• Text excerpt:

____

Date of Award


Degree Type


Degree Name

Doctor of Philosophy (PhD)




Mentoring programs are increasingly popular interventions for promoting positive development in Black youth from high risk environments. Cross-age peer mentoring refers to an older youth serving as a mentor for a younger mentee. Although not as widely studied as adult mentoring, this relationship has been found to have a beneficial effect for both the mentor and mentee. The current study seeks to better illuminate this bidirectional benefit by focusing on one half of the relationship—the experience of cross age peer mentoring by Black American mentors from low income communities. This is an important untapped area of study as peer mentoring interventions have the potential to have an expansive impact affecting both older and younger youth. The current study examined how the helper therapy principle (a theory stating that individuals who take on a helping role experience positive development due to being in that role) related to mentors’ experience of the mentor-mentee bond. The study also examined whether mentors’ perceived bond with their mentee mediated the relation between the helper therapy principle and the outcomes of future expectations, ethnic identity, school connectedness, and beliefs about aggression.

A sample of 48 high school aged mentors (Mage=16.49; 62% female) were recruited from four low income Chicago neighborhoods and completed three waves of data. In collaboration with non-profit organizations and Chicago Public Schools (CPS), researchers recruited and trained high school students to serve as mentors for middle school students from the same neighborhoods and SES backgrounds. Baseline, six-month check-in, and end-of-intervention (9-12 months) assessments were used to assess the effects of the mentoring. PROCESS bootstrapping mediation analyses revealed several significant findings including that higher feelings of contribution (a desire to positively impact one’s community) led to increased school connectedness (b=0.27, t (40)= 2.09, p<.05) and future expectations (b=0.31, t (42)= 2.31, p<.05) at the end of intervention. However, the small sample size made it difficult to find significance for many of the proposed relations. Consequently, power analyses were conducted using the Power Analysis and Sample Size (PASS) software to provide a sense of what sample size would be needed to detect significance. Overall, the majority of relations had between small and medium effect sizes (Preacher & Kelley, 2011), suggesting that future studies will require a sample size of around 200 youth to potentially find significance.

____

• Required actions:
**a.** In the mentoring abstract, how many high school aged mentors made up the sample?
**b.** Please list the outcomes that the mentoring abstract names in its question about whether the mentors' perceived bond mediated the relation with the helper therapy principle.
The items here come from a separate source.

Saved data entries
____

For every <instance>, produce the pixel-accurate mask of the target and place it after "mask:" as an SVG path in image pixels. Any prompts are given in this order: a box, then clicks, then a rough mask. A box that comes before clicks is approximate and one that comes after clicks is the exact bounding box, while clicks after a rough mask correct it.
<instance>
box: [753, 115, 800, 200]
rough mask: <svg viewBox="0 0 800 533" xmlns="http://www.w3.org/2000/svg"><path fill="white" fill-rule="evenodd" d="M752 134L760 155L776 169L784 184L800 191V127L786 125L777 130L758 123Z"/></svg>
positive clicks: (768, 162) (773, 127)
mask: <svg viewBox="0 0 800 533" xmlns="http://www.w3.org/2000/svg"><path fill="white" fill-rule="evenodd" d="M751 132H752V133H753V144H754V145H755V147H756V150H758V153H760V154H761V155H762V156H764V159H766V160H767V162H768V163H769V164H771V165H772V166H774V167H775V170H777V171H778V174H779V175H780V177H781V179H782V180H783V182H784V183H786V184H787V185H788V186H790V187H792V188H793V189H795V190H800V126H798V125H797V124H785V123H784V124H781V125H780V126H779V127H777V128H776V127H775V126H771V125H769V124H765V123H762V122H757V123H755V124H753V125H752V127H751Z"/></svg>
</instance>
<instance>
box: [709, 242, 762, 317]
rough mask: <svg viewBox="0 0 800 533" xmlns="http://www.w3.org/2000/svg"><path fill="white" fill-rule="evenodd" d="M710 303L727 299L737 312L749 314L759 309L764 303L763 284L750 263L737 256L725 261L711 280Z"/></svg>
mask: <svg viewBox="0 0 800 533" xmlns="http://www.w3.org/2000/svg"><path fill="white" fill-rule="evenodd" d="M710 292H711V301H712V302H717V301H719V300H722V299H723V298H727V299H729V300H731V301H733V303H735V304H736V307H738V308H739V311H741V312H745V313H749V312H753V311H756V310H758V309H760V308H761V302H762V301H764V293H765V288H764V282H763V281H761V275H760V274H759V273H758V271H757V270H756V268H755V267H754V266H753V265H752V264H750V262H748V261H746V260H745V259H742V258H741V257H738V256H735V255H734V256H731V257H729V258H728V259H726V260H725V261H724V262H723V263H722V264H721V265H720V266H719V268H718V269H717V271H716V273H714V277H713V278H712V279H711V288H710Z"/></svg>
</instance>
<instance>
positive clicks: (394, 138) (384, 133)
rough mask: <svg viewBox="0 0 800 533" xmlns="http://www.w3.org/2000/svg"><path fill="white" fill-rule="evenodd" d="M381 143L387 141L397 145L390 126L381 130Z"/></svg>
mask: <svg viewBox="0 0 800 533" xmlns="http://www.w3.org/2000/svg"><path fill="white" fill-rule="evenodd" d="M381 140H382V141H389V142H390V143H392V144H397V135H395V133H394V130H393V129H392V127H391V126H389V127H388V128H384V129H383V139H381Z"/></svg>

____

• Responses to the tasks:
**a.** 48

**b.** Future expectations, ethnic identity, school connectedness, and beliefs about aggression.